EXERCISE >> Extract each line from the records that contains the string "trim".

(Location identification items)
-----

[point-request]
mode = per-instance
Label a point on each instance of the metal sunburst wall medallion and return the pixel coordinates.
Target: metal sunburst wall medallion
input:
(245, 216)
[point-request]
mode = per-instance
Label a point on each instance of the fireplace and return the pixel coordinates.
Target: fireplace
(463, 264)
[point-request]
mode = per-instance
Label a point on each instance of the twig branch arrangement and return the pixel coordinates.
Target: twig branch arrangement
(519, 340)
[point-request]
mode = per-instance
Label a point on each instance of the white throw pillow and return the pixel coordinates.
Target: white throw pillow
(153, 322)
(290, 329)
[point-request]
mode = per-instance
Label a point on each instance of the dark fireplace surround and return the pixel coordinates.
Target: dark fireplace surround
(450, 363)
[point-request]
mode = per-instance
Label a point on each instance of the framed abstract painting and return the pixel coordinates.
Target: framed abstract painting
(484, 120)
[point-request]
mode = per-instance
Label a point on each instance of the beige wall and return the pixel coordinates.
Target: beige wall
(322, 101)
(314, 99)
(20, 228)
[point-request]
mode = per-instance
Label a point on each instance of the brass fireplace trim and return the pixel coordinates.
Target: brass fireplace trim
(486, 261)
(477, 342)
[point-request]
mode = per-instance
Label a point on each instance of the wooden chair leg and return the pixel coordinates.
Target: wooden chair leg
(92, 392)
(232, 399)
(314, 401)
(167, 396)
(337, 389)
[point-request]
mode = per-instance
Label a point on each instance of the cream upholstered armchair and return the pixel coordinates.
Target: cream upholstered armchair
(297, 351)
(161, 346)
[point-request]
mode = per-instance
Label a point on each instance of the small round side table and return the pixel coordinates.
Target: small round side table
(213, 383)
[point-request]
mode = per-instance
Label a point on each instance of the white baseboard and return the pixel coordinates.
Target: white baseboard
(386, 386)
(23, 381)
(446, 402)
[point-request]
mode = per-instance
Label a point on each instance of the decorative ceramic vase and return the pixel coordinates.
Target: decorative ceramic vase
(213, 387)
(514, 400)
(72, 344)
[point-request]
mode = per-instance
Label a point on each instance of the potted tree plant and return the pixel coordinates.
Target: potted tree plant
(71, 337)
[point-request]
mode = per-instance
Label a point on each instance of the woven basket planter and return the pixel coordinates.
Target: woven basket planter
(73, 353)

-----

THE SOLUTION >>
Label a point on each instance of the brass fireplace trim and return the pixel coordinates.
Target: brass fireplace trim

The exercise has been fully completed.